— Begin RECORD LIST —
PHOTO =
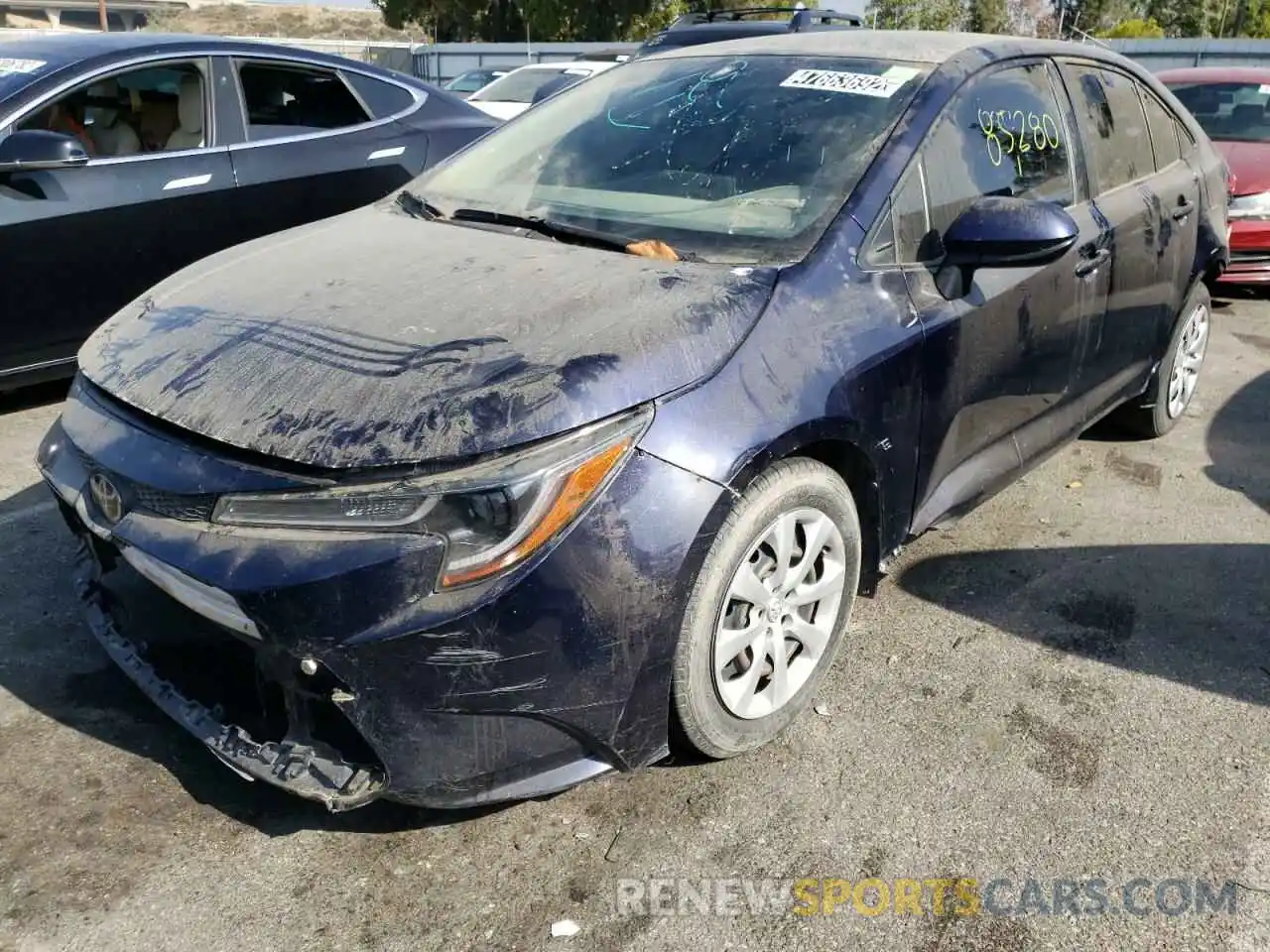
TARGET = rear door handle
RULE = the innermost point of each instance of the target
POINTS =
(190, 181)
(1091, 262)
— End RECORD LIST —
— Begin RECORD LIST —
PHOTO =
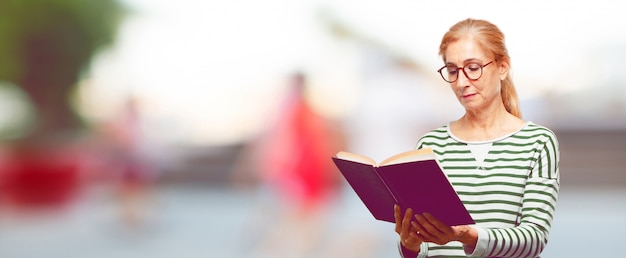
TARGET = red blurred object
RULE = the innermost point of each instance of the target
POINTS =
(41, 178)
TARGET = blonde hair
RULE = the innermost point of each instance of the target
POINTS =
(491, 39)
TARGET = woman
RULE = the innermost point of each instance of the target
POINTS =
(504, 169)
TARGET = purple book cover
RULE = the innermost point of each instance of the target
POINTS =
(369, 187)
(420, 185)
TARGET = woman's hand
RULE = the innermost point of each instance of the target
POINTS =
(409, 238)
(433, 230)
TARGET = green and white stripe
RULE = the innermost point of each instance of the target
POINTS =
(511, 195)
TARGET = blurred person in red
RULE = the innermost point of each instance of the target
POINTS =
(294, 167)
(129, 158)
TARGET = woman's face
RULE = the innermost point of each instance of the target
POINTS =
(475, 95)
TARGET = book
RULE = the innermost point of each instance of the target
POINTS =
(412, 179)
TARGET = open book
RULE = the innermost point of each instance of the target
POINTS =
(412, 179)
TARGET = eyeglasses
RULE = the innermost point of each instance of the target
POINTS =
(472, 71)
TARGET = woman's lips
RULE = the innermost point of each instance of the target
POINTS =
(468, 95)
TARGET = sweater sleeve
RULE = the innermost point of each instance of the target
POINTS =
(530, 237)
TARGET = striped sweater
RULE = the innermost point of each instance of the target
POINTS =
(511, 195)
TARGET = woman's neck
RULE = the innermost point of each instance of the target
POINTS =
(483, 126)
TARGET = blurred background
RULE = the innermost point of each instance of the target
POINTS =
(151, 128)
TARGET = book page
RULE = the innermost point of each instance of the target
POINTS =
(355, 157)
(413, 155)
— End RECORD LIST —
— Begin RECORD LIST —
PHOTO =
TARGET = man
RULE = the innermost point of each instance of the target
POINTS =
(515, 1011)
— End RECORD LIST —
REQUIRED TASK: How many lines in the entries above contain the word "blurred"? Reply with the number alone.

OUTPUT OF THE TASK: 3